> **EXTRAIT DU TEXTE**:
......

Le budget de l’année budgétaire 2022 est a priori plus expansionniste que les précédents, afin notamment de soutenir le pouvoir d’achat des ménages. L’augmentation attendue de 11% des dépenses salariales entrainerait une hausse d’environ 8% des dépenses totales. Par ailleurs, l’accent est mis sur les secteurs de l’éducation et de la santé, ce qui indique une modification des priorités budgétaires après cinq années de consolidation sous l’égide du FMI. Néanmoins, la persistance du risque épidémique pourrait amener le gouvernement à reporter certaines dépenses d’investissement. Du côté des recettes, la reprise économique devrait les faire progresser de 12% environ. Selon ce scénario, le déficit budgétaire total s’inscrirait en légère baisse à 6,8% du PIB.
À court terme, un des principaux risques pesant sur les dépenses provient de la hausse des prix des matières premières qui entrainerait celle des dépenses de subvention. Ainsi, la hausse actuelle des prix du blé sur les marchés internationaux (+13% depuis fin juin 2021) affecterait les subventions alimentaires qui représentent environ 6% des subventions totales. Le gouvernement envisage l’utilisation d’instruments de couverture afin de limiter le coût pour les finances publiques. Les conséquences de la hausse des prix de l’énergie sont plus difficiles à déterminer. Malgré les déclarations du gouvernement, le mécanisme d’ajustement automatique des prix du carburants (plafonné à 10% par trimestre) ne reflète pas entièrement les variations des prix de l’énergie sur les marchés internationaux. Il est difficile d’estimer le coût pour les finances publiques de la hausse des prix du pétrole, l’ajustement incomplet des prix ayant pu jouer positivement quand les prix mondiaux étaient inférieurs aux prix intérieurs durant l’a.b. 2020.

......

> **DONNÉES**:
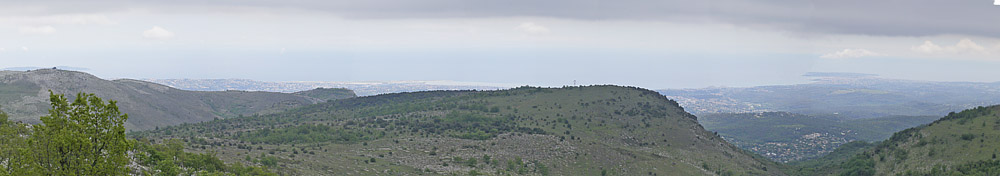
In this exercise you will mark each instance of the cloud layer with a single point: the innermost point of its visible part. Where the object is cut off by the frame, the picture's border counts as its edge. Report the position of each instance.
(889, 18)
(37, 30)
(850, 53)
(157, 33)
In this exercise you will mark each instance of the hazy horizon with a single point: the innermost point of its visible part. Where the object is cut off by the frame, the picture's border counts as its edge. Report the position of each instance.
(653, 44)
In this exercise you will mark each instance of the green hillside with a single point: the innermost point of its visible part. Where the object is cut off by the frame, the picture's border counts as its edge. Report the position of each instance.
(788, 137)
(24, 96)
(964, 143)
(593, 130)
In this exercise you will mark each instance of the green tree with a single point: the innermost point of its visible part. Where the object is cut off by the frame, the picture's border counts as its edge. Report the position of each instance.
(85, 137)
(167, 167)
(14, 148)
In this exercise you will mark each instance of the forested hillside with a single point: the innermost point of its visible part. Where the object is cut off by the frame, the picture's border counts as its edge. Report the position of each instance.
(964, 143)
(789, 137)
(592, 130)
(86, 136)
(24, 95)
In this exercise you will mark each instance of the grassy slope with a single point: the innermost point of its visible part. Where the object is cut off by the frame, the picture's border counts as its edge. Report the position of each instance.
(969, 136)
(567, 131)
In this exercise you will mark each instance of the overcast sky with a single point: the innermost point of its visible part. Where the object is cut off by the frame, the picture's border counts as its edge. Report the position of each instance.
(652, 44)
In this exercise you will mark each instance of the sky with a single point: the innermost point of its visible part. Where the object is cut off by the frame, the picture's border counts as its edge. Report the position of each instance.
(646, 43)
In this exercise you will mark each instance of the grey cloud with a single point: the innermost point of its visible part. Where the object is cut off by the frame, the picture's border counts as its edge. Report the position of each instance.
(865, 17)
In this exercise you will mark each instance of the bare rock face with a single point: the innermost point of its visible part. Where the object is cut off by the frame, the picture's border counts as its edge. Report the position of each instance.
(24, 95)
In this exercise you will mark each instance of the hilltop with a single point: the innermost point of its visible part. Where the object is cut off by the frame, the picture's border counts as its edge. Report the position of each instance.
(591, 130)
(24, 95)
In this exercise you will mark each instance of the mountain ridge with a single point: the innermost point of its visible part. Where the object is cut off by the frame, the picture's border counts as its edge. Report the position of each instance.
(152, 105)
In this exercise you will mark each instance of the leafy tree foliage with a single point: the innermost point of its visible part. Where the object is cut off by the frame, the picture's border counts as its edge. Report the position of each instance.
(85, 137)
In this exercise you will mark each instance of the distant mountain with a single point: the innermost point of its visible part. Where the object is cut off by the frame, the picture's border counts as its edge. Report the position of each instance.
(845, 95)
(788, 137)
(593, 130)
(326, 94)
(361, 88)
(964, 143)
(24, 95)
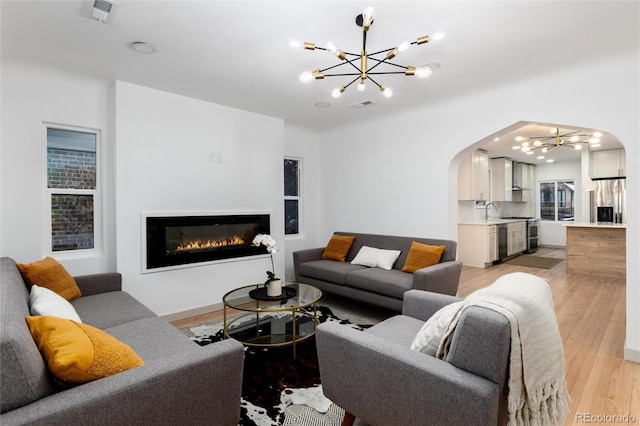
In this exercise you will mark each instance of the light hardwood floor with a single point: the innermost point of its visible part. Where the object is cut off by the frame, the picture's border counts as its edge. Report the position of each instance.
(591, 317)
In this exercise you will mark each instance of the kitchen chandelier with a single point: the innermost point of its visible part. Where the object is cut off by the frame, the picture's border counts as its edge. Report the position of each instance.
(364, 72)
(574, 140)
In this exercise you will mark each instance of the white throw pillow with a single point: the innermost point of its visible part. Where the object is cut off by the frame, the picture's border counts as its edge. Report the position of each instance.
(44, 302)
(430, 335)
(376, 258)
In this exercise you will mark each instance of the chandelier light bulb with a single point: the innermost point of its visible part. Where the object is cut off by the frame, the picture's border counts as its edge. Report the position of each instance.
(404, 46)
(306, 77)
(367, 16)
(295, 44)
(423, 72)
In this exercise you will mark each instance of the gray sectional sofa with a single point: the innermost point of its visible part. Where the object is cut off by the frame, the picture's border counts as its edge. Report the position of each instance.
(180, 383)
(374, 285)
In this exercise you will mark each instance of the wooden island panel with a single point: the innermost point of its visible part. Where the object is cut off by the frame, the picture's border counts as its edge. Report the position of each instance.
(600, 251)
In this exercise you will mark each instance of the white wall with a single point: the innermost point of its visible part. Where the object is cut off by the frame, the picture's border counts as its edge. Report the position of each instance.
(554, 233)
(30, 97)
(163, 142)
(399, 175)
(304, 144)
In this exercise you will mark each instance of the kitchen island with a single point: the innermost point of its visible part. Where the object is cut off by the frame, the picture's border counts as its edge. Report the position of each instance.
(597, 249)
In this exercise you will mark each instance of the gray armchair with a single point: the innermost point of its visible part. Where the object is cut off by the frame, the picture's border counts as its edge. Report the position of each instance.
(376, 377)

......

> **OBJECTIFS**:
- a) D’après le texte sur le budget 2022, de combien les dépenses salariales devraient-elles augmenter ?
- b) Recopiez le passage du texte sur le budget 2022 qui commence aux mots « Le budget de » et s’arrête après « 6,8% du PIB. ».

> **RÉPONSES COMPLÈTES**:
- a) De 11 %.

- b)
Le budget de l’année budgétaire 2022 est a priori plus expansionniste que les précédents, afin notamment de soutenir le pouvoir d’achat des ménages. L’augmentation attendue de 11% des dépenses salariales entrainerait une hausse d’environ 8% des dépenses totales. Par ailleurs, l’accent est mis sur les secteurs de l’éducation et de la santé, ce qui indique une modification des priorités budgétaires après cinq années de consolidation sous l’égide du FMI. Néanmoins, la persistance du risque épidémique pourrait amener le gouvernement à reporter certaines dépenses d’investissement. Du côté des recettes, la reprise économique devrait les faire progresser de 12% environ. Selon ce scénario, le déficit budgétaire total s’inscrirait en légère baisse à 6,8% du PIB.